- TASK GOAL:
Report every line in the material below that contains the word "glove", copying each such line in full. A match counts only if its letter case is the same.

- RECORDS SUPPLIED:
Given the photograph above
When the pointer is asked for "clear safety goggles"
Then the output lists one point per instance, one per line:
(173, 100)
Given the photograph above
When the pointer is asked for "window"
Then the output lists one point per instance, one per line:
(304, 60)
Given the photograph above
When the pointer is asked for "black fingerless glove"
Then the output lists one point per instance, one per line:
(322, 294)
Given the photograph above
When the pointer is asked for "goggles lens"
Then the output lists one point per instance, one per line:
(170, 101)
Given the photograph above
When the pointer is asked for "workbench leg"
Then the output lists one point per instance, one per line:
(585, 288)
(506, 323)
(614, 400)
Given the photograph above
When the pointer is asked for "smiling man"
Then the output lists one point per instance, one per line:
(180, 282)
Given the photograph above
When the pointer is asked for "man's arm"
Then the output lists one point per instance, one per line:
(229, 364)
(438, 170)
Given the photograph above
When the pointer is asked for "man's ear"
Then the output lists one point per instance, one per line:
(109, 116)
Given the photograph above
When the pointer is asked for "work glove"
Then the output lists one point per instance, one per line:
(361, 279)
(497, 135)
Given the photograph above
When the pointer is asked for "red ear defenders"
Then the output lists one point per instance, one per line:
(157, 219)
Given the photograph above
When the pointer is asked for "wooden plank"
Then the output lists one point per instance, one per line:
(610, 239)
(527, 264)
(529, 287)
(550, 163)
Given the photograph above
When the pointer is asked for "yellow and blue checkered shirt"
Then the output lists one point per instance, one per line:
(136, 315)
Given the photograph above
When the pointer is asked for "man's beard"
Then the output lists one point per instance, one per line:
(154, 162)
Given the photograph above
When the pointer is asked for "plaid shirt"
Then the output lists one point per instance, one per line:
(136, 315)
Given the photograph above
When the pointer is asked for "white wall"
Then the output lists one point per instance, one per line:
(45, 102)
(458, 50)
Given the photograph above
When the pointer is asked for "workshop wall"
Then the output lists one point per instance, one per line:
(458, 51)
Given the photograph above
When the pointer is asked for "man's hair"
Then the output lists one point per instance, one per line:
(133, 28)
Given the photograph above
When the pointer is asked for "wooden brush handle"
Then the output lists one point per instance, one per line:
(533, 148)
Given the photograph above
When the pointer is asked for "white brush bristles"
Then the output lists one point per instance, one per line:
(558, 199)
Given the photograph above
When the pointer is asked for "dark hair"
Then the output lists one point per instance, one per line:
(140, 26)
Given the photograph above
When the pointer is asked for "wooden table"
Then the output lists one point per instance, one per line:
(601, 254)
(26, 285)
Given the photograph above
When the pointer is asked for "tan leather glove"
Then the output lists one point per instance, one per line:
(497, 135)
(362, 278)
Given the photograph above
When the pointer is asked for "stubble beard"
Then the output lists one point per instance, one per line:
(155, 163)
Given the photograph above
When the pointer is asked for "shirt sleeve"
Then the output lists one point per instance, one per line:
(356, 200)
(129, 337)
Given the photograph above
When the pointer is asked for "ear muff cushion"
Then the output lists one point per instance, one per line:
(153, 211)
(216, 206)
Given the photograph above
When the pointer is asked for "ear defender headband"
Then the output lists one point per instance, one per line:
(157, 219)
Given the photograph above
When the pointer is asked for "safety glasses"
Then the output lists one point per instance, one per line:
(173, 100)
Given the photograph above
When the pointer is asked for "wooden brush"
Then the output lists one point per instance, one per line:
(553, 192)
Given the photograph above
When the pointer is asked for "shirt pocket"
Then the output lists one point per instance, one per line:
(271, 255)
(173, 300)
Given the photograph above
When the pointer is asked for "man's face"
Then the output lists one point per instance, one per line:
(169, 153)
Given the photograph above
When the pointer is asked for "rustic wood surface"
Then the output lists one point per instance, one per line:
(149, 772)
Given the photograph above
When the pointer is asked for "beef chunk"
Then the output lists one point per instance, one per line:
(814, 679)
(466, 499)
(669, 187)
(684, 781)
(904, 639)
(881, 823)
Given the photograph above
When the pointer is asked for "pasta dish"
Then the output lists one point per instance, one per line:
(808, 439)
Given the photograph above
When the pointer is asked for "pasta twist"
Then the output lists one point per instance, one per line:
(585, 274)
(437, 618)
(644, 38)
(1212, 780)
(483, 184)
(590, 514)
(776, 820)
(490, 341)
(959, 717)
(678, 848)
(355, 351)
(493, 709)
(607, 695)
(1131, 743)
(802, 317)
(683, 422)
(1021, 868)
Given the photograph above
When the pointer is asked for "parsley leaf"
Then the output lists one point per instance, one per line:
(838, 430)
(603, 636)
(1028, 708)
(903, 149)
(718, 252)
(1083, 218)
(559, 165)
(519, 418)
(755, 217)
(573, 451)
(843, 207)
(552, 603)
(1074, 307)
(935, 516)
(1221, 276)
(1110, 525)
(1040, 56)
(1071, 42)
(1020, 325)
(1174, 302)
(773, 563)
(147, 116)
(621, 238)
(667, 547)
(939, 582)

- WRITTEN SOLUTION:
When the pointer is asked for "black fingerless glove"
When the pointer is asked for "work glove"
When the pointer is asked for "tan leather glove"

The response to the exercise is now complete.